Problem requirements: Look through the listing and locate every line containing the word "beige"; copy those lines.

Data for analysis:

*** Block opens ***

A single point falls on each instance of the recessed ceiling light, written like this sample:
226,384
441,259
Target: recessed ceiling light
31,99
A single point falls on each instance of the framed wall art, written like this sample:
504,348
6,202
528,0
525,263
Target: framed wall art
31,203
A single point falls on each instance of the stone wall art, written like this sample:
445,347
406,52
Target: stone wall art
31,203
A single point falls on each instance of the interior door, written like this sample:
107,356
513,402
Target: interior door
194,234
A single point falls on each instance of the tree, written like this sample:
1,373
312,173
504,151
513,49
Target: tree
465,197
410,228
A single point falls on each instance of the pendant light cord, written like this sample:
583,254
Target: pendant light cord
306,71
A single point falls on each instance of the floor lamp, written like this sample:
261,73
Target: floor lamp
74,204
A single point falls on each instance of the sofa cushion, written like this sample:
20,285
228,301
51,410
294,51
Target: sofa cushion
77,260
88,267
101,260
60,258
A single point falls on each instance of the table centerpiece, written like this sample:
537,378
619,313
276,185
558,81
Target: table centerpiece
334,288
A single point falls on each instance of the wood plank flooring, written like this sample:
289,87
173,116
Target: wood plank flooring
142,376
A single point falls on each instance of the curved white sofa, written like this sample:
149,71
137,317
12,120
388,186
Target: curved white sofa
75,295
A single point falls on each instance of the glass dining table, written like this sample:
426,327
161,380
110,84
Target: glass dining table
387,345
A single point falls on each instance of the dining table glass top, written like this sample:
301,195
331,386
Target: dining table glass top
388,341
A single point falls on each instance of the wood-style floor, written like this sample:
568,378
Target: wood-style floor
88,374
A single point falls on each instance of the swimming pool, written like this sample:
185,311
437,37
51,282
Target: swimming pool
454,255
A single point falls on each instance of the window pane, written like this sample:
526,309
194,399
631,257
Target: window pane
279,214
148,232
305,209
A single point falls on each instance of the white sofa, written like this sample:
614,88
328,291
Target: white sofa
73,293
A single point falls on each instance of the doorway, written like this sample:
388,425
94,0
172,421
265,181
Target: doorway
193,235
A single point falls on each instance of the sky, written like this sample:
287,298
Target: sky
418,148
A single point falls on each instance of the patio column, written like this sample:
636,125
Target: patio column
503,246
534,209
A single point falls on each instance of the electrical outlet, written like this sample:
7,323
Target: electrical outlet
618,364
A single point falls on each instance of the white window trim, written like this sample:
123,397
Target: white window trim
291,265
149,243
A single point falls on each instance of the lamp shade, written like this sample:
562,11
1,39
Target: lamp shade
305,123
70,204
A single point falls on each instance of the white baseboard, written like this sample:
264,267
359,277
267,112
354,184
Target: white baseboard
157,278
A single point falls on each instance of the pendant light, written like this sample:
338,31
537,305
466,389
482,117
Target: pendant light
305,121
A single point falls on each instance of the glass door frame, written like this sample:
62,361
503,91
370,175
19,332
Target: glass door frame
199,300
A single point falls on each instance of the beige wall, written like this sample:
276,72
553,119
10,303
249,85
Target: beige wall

*** Block closes ***

Answer below:
A single point falls on each instance of the beige wall, written like this sample:
Target: beige wall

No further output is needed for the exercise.